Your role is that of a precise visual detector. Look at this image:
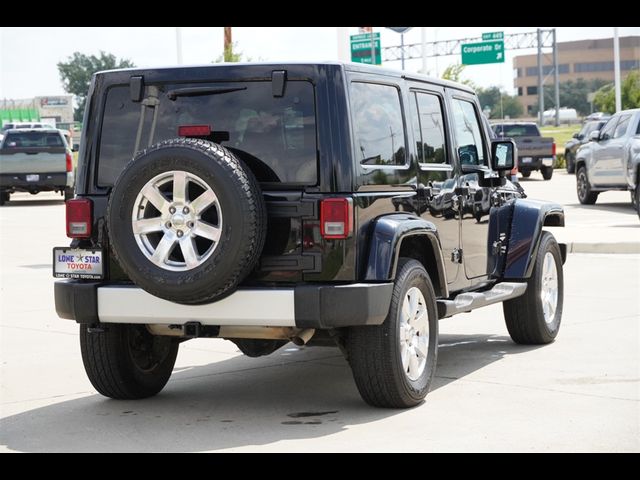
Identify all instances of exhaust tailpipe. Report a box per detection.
[291,328,315,346]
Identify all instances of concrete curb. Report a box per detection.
[566,242,640,254]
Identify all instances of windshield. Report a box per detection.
[493,124,539,137]
[98,81,318,186]
[2,131,64,148]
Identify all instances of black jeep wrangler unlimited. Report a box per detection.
[54,62,566,408]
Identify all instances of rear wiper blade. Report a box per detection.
[167,86,247,101]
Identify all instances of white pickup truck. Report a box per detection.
[575,108,640,217]
[0,128,75,205]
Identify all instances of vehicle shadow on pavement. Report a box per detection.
[0,333,540,452]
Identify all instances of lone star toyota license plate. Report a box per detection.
[53,247,104,280]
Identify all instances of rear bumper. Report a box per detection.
[517,156,555,169]
[54,280,394,329]
[0,172,73,190]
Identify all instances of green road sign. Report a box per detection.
[461,40,505,65]
[351,32,381,65]
[482,31,504,41]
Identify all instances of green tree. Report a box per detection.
[214,41,258,63]
[593,71,640,113]
[540,78,608,116]
[441,64,476,89]
[57,51,135,121]
[476,86,523,119]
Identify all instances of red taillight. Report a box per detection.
[65,152,73,172]
[178,125,211,137]
[320,198,353,240]
[66,198,92,238]
[552,142,556,156]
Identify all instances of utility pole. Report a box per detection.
[614,27,622,112]
[553,28,560,127]
[175,27,183,65]
[421,27,427,74]
[224,27,232,62]
[537,28,544,126]
[400,33,405,70]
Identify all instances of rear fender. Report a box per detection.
[504,199,565,279]
[364,214,447,298]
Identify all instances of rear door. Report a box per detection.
[591,115,621,186]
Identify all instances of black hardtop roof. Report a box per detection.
[94,61,475,94]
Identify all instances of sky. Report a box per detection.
[1,26,639,100]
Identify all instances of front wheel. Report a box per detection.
[503,232,564,344]
[577,166,598,204]
[635,184,640,219]
[80,324,179,399]
[565,152,575,174]
[0,191,8,206]
[541,166,553,180]
[347,258,438,408]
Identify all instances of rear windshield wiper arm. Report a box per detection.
[167,86,247,101]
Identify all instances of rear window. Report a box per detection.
[493,124,539,137]
[2,131,64,148]
[97,81,317,186]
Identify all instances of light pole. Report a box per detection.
[175,27,183,65]
[614,27,622,112]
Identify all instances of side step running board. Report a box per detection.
[437,282,527,319]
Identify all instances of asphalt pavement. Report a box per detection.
[0,182,638,452]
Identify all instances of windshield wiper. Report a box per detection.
[167,86,247,101]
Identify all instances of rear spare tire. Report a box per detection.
[107,138,267,304]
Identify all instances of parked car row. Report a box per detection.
[573,108,640,218]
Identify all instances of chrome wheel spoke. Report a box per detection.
[191,189,217,214]
[408,350,420,378]
[172,171,188,204]
[414,335,428,358]
[141,184,169,212]
[193,222,221,242]
[400,344,411,372]
[179,237,199,269]
[151,233,176,265]
[132,217,163,235]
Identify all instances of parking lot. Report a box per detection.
[0,172,639,452]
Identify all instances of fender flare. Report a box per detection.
[364,214,448,298]
[504,199,565,279]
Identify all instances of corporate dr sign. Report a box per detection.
[461,41,505,65]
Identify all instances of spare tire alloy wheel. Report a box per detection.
[108,139,267,305]
[133,170,222,271]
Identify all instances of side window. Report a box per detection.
[410,91,447,164]
[450,98,486,166]
[599,116,618,140]
[613,115,631,139]
[351,82,406,166]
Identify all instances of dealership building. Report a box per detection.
[513,36,640,114]
[0,95,75,128]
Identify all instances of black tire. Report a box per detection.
[0,191,8,206]
[107,138,267,304]
[565,151,575,174]
[541,166,553,180]
[503,232,563,344]
[64,187,74,202]
[635,183,640,220]
[576,166,598,204]
[80,324,179,399]
[347,258,438,408]
[520,170,531,178]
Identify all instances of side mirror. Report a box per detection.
[572,133,580,139]
[589,130,600,142]
[490,139,516,171]
[72,143,80,152]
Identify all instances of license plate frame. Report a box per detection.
[53,247,104,280]
[521,157,533,164]
[26,174,40,182]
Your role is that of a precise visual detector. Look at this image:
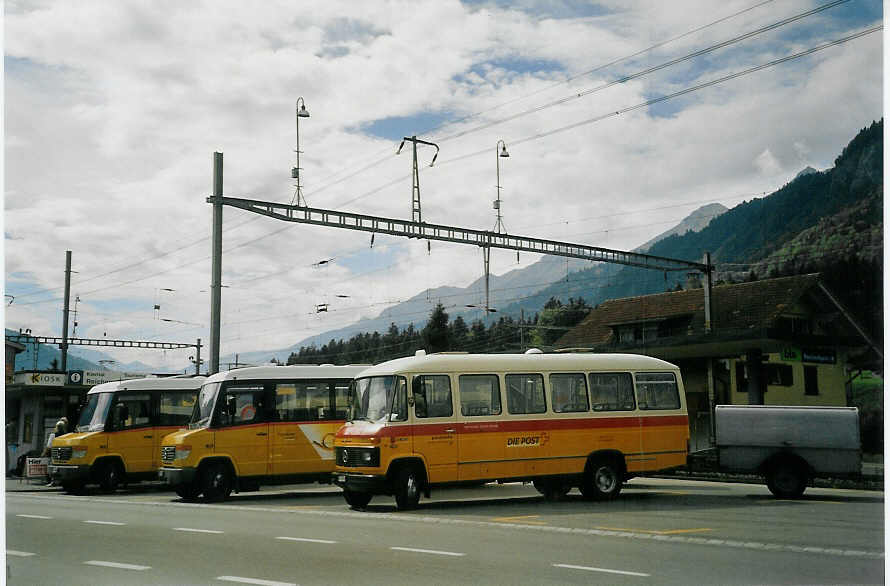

_ _ _ _ _

• Problem statement
Should a record include a picture, drop the picture and write out the remainder exactly.

• Answer to this task
Your role is that of a precise visual detector. Look at this image:
Identify all instances of exhaust tailpipe. Report a box per detection.
[291,328,315,346]
Identify all instances of concrete curb. Report a box per detection.
[566,242,640,254]
Identify all instances of windshield. Report a box per detection.
[493,124,539,137]
[98,81,318,186]
[2,131,64,148]
Identify all instances of black jeep wrangler unlimited. Report a box per detection.
[54,62,566,408]
Identify all instances of rear wiper blade. Report a box per detection.
[167,86,247,101]
Identify all instances of white pickup truck. Report a box per detection.
[575,108,640,217]
[0,128,75,205]
Identify all instances of vehicle shadow on pavement. Report a box per detection.
[0,333,540,452]
Identify all instances of lone star toyota license plate. Report a box per detection.
[53,247,104,280]
Identify all instances of rear bumper. Report a box per detection.
[517,156,555,169]
[54,280,394,329]
[0,172,73,190]
Identify all instances of green road sign. Report a box per detection.
[461,40,505,65]
[351,32,381,65]
[482,31,504,41]
Identify all instances of green tree. Report a box per detection.
[214,41,258,63]
[593,71,640,113]
[540,78,608,116]
[441,64,476,89]
[57,51,135,121]
[476,86,523,119]
Identify all instances of red taillight. Report a box per detection.
[65,152,73,172]
[178,125,211,137]
[320,198,353,240]
[66,198,92,238]
[552,142,556,156]
Identify all instances of utility pole. Report a box per detection.
[614,27,622,112]
[553,28,560,127]
[175,27,183,65]
[421,27,427,74]
[224,27,232,62]
[537,28,544,126]
[400,33,405,70]
Identify all instances of rear fender. Report a box per detection.
[504,199,565,279]
[364,214,447,298]
Identify all instances of rear door. Report a box per detection.
[591,115,621,186]
Identify all instances of black hardtop roof. Report a box per detection.
[94,61,475,94]
Identify all instances of sky. Report a box per detection.
[1,26,639,100]
Identify all instances of front wheel. Report a box per detection.
[503,232,564,344]
[577,166,598,204]
[635,184,640,219]
[80,324,179,399]
[565,152,575,174]
[0,191,8,206]
[541,166,553,180]
[347,258,438,408]
Identify all instances of rear windshield wiper arm. Report a box per detection.
[167,86,247,101]
Identify all instances of rear window. Report a box per detection.
[493,124,539,137]
[2,131,64,148]
[97,81,317,186]
Identify all instances of light pole. Report a box per detection.
[175,27,183,65]
[614,27,622,112]
Identify all instances of side step running board. Report a box per detection.
[437,282,527,319]
Identify all instances of asphalt pavement. Report a box per detection.
[0,182,638,452]
Identify all instances of windshield wiper. Report a box per detection.
[167,86,247,101]
Identify all instances of rear spare tire. Report a box per detection.
[107,138,267,304]
Identify all instances of parked car row. Report a box per detection.
[573,108,640,218]
Identify all instances of chrome wheel spoke. Report a box per detection.
[191,189,217,214]
[408,350,420,378]
[172,171,188,204]
[414,335,428,358]
[141,184,169,212]
[193,222,221,242]
[400,344,411,372]
[179,237,199,269]
[151,233,176,265]
[132,217,163,235]
Identify all instances of parking lot. Report a box per detection.
[0,172,639,452]
Identify all instances of fender flare. Report a box per detection.
[364,214,448,298]
[504,199,565,279]
Identify all instances of corporate dr sign. Report a box per detection.
[461,41,505,65]
Identify all instances of spare tire alloy wheel. Report a box per detection.
[108,139,267,305]
[133,170,222,271]
Identify all instances of side window. Report a box per detection.
[410,91,447,164]
[450,98,486,166]
[599,116,618,140]
[613,115,631,139]
[351,82,406,166]
Identify all instances of dealership building. Report a box per detection.
[513,36,640,114]
[0,95,75,128]
Identify all instances of black tire. Report a box per detection.
[0,191,8,206]
[107,138,267,304]
[565,151,575,174]
[541,166,553,180]
[503,232,563,344]
[64,187,74,202]
[635,183,640,220]
[576,166,598,204]
[80,324,179,399]
[347,258,438,408]
[520,170,531,178]
Identify all instances of side mirror. Report a box per detection.
[572,133,580,139]
[589,130,600,142]
[490,139,516,171]
[72,143,80,152]
Identify all instances of license plate frame. Report a box per detection.
[53,247,104,280]
[521,157,533,164]
[26,174,40,182]
Your role is that of a precise visual detector. Look at this image:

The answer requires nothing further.